### PROVIDED MATERIAL
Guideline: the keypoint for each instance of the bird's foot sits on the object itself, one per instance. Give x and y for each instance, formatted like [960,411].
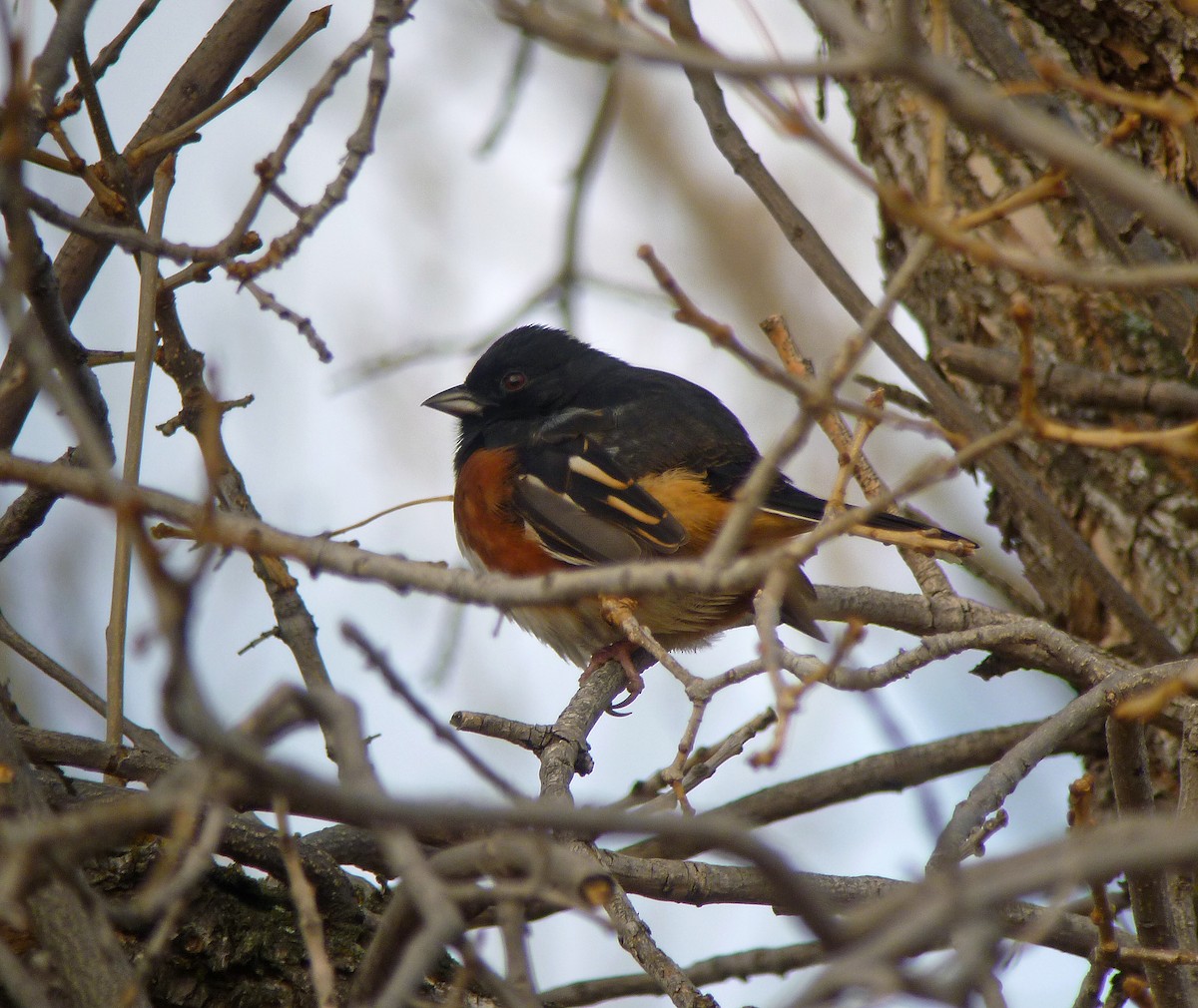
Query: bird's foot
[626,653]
--
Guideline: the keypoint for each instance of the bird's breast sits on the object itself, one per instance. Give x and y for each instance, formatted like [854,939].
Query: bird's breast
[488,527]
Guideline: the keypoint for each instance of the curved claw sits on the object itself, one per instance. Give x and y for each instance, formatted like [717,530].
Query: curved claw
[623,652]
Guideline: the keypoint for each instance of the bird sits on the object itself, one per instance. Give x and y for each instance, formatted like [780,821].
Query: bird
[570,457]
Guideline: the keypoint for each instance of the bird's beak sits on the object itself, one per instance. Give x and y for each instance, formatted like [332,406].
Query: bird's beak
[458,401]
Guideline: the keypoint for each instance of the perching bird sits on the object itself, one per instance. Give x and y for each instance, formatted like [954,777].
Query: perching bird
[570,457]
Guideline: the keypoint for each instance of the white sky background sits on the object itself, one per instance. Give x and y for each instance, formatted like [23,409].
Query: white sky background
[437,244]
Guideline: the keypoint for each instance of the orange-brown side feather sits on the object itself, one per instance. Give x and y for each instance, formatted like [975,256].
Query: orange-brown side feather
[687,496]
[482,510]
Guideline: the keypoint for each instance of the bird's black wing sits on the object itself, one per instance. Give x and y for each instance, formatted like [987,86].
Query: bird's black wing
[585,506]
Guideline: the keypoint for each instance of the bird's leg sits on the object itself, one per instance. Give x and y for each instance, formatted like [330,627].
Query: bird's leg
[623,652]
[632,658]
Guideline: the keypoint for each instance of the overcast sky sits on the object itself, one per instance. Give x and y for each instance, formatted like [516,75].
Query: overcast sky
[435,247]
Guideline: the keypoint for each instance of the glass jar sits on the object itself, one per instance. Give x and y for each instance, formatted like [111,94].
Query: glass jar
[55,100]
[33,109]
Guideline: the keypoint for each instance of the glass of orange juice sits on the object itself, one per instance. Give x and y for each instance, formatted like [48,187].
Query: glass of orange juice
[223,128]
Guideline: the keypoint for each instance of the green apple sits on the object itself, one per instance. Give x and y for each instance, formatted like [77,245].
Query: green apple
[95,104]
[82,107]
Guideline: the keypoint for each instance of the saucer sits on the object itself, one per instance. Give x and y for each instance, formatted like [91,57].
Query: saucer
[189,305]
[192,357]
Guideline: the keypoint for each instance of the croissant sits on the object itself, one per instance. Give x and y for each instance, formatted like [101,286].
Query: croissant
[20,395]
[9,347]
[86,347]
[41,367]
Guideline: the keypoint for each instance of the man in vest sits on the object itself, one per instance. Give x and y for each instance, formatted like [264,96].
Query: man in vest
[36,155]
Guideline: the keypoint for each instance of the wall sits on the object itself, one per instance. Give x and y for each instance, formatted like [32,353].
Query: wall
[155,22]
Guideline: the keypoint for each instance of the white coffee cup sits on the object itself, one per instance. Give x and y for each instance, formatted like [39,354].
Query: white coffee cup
--
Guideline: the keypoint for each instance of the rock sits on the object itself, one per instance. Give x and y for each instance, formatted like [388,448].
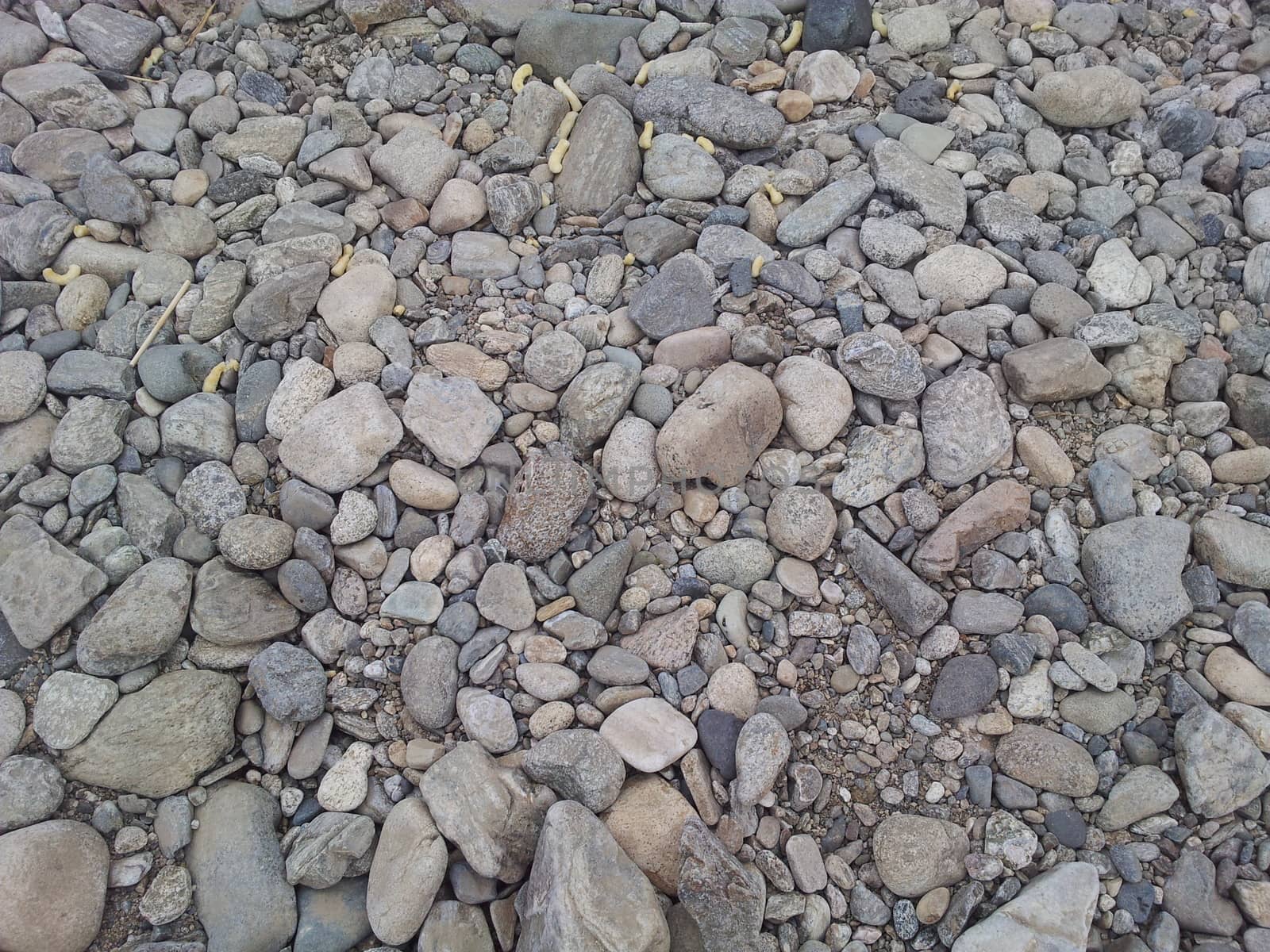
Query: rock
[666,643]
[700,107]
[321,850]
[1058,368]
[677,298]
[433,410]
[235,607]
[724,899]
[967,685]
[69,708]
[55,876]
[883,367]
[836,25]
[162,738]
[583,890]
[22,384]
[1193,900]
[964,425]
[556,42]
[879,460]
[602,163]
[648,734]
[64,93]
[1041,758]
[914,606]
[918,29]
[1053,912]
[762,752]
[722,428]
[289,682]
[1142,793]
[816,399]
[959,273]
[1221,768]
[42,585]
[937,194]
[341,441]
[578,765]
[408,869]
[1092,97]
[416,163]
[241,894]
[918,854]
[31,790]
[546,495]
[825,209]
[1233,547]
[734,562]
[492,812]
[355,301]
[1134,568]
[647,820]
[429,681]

### TASK DETAILS
With the line holding "Guideline: the keypoint for each instance of the bird's leg" as the first and the line holding "Guideline: the keypoint for each instance of the white coffee" as the last, please transcribe exactly the lines of the material above in that range and nothing else.

### ANSWER
Guideline: the keypoint for each instance of the bird's leg sits on the object itself, one per instance. Give x and y for each instance, formatted like [330,627].
Query: bird's leg
[623,652]
[632,658]
Guideline: the keypoint for each instance of the overcast sky sits on the object itself, one per instance. Give x and y for each instance, formatted like [516,75].
Query: overcast sky
[435,247]
Guideline: the keypoint for each instance of the glass jar sits on the object itself, one per instance. Give x and y for each instance, formatted like [111,94].
Query: glass jar
[55,100]
[33,109]
Guideline: the keypoint for each instance of the glass of orange juice sits on the object itself, one per instance. Give x and y for each instance, formatted like [48,187].
Query: glass of orange juice
[223,128]
Guideline: the keypoint for each instance of the green apple sits on the object itself, one per instance. Give x and y for each instance, formatted like [77,245].
Query: green apple
[95,104]
[82,107]
Guideline: the keypoint for each instance of the saucer sits on the object itself, one per instance. Give x and y for each instance, formatted like [91,57].
Query: saucer
[189,305]
[192,357]
Guideline: the keypoint for each instance of the croissant sits on the object itself, one per instance. Give x and y for each instance, formatted like [101,286].
Query: croissant
[20,395]
[9,347]
[86,347]
[41,367]
Guideline: the keypoint for each instance of the man in vest sits on the object itself, one per instance. Give x and y for each instance, formatted like [264,96].
Query: man in vest
[36,155]
Guideline: the keypoint for each instance of the wall sits on the object itself, one per instance. Give x and y for each instance, formatted like [32,353].
Query: wall
[155,22]
Guideline: the keypoint for each instance of the white coffee cup sits on the object itself, one per instance. Give x and y for each instance, formatted like [39,354].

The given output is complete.